## Assigned task:
Copy every line from the records that holds the word "athlete".

## Task material:
# # #

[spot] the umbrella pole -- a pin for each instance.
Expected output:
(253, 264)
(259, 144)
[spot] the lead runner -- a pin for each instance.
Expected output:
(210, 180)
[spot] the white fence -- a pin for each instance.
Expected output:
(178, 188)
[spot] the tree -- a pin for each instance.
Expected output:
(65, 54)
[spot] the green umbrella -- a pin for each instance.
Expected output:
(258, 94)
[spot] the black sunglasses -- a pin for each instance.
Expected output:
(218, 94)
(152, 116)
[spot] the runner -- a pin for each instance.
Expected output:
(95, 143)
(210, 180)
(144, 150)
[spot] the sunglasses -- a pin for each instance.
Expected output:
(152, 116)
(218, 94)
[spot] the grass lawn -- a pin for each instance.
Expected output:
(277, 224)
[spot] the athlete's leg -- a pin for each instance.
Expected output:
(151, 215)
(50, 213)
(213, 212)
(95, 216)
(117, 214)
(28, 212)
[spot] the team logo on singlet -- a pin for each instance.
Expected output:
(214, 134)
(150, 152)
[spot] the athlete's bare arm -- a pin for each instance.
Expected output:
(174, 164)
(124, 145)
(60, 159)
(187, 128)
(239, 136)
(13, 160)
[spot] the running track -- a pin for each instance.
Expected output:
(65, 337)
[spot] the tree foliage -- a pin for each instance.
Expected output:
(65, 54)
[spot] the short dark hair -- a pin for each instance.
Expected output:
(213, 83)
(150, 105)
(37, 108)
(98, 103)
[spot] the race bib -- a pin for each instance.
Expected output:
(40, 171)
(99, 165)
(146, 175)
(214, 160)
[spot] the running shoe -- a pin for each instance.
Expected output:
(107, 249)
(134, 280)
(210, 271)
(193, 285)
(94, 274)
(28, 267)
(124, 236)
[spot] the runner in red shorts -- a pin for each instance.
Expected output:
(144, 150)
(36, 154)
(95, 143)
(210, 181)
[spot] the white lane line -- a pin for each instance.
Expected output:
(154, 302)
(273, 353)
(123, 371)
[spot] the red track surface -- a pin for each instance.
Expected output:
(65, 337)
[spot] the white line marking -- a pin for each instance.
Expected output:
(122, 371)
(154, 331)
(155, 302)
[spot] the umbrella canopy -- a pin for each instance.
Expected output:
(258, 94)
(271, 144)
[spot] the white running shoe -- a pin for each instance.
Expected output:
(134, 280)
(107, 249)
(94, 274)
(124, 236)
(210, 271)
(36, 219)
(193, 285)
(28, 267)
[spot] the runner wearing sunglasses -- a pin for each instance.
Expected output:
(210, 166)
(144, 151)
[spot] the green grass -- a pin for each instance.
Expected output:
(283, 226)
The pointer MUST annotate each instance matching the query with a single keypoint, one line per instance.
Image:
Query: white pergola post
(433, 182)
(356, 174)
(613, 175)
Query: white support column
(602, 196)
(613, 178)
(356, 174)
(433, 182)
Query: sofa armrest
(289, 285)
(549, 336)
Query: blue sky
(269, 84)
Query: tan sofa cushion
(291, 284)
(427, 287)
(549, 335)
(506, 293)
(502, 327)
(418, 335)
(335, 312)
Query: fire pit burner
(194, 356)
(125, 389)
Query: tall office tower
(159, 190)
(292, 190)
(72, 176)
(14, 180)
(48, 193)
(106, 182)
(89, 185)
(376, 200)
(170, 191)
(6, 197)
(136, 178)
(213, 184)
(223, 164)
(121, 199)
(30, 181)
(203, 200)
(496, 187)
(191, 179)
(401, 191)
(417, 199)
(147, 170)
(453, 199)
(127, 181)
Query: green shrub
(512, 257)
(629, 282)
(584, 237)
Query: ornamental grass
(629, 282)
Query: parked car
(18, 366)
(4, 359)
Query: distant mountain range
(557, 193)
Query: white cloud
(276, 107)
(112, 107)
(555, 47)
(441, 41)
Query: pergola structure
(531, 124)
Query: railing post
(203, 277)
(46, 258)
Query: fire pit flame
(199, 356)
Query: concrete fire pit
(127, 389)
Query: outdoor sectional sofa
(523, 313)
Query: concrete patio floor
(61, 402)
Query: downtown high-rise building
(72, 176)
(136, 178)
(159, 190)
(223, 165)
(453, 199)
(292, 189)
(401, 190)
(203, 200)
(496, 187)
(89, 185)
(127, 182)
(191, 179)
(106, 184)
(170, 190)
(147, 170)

# # #

## Exercise response:
[spot] the athlete's leg -- a pin for each instance.
[spot] the athlete's bare arm -- a pin for each instance.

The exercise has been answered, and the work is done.